- **Request A**
Copy the essay about summertime hopes word for word.

- **Text**
★ ★ ★ ★ ★

“Look at earth from outer space…everyone must find a place…”

Perhaps everyone’s spiritual home should be in the dying of summer.

We get our hopes up, they’re our summertime hopes. Those hopes that say that everything matters, and that the world can be better, and it is great now anyway, and that you are making a difference.

Somehow, though, they always die a little – at least for another year. We go through summertime after summertime, skipping from one to the next, each one a new home, a new place to build our dreams around.

My summertimes started with a nugget of truth – action is better than inaction. It may have been drawn from a dancing, uninhibited rejoicing at the fall of Apartheid, or the simple awareness of well-meaning family. It may have been that morning in 1992 when everyone’s hopes and dreams died for another five years. I don’t know.

Labour, but middle-class with it, my nearest influences have always provoked – since I was old enough to feel it – a sense of not-quite. The sight of a sweaty local party candidate emerging from my sister’s bedroom, the canvassing we were roped into. Local politics is all a little not-quite.

★ ★ ★ ★ ★

- **Provided information**

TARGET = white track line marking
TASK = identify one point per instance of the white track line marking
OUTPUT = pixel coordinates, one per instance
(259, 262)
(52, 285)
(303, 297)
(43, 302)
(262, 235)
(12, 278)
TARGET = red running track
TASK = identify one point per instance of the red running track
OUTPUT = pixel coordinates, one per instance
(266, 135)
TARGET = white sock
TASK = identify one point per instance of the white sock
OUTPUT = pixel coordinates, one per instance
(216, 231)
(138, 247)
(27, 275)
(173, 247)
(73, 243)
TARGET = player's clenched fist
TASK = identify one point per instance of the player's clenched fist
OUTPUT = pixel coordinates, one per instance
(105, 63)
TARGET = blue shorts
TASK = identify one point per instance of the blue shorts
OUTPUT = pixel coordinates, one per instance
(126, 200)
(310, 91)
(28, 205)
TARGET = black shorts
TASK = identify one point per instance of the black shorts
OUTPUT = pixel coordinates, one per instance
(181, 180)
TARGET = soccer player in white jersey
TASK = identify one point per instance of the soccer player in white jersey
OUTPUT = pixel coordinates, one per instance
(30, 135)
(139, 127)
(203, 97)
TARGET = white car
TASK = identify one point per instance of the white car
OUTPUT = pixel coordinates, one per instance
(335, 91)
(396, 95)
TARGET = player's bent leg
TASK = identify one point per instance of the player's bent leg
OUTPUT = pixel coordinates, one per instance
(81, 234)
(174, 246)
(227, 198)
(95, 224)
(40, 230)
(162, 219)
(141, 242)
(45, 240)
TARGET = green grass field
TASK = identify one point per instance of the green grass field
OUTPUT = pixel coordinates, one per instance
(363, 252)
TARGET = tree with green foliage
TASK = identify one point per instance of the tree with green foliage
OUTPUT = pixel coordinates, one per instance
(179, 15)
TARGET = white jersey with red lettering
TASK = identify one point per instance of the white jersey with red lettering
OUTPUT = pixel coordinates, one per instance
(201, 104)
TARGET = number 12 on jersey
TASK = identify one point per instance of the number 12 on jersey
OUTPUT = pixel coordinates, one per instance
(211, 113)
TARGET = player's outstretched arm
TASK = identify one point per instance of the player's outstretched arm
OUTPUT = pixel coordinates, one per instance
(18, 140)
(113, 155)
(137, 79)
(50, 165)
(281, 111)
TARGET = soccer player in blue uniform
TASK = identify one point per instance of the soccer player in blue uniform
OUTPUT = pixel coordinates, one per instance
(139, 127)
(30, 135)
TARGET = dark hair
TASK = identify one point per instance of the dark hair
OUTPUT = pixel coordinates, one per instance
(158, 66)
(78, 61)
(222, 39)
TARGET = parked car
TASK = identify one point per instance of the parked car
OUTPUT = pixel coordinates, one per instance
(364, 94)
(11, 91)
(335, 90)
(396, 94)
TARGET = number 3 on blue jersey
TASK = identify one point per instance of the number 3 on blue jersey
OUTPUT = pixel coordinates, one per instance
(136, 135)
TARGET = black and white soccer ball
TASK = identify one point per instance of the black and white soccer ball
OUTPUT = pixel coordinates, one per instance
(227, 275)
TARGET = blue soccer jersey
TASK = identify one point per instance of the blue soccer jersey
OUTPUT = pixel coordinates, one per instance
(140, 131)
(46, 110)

★ ★ ★ ★ ★

- **Request B**
Format the listing as a numbered list, starting at the line that contains "TARGET = number 3 on blue jersey" and ending with the final line of the listing, with blank lines left out.

- **Written solution A**
“Look at earth from outer space…everyone must find a place…”

Perhaps everyone’s spiritual home should be in the dying of summer.

We get our hopes up, they’re our summertime hopes. Those hopes that say that everything matters, and that the world can be better, and it is great now anyway, and that you are making a difference.

Somehow, though, they always die a little – at least for another year. We go through summertime after summertime, skipping from one to the next, each one a new home, a new place to build our dreams around.

My summertimes started with a nugget of truth – action is better than inaction. It may have been drawn from a dancing, uninhibited rejoicing at the fall of Apartheid, or the simple awareness of well-meaning family. It may have been that morning in 1992 when everyone’s hopes and dreams died for another five years. I don’t know.

Labour, but middle-class with it, my nearest influences have always provoked – since I was old enough to feel it – a sense of not-quite. The sight of a sweaty local party candidate emerging from my sister’s bedroom, the canvassing we were roped into. Local politics is all a little not-quite.

- **Written solution B**
1. TARGET = number 3 on blue jersey
2. TASK = identify one point per instance of the number 3 on blue jersey
3. OUTPUT = pixel coordinates, one per instance
4. (136, 135)
5. TARGET = black and white soccer ball
6. TASK = identify one point per instance of the black and white soccer ball
7. OUTPUT = pixel coordinates, one per instance
8. (227, 275)
9. TARGET = blue soccer jersey
10. TASK = identify one point per instance of the blue soccer jersey
11. OUTPUT = pixel coordinates, one per instance
12. (140, 131)
13. (46, 110)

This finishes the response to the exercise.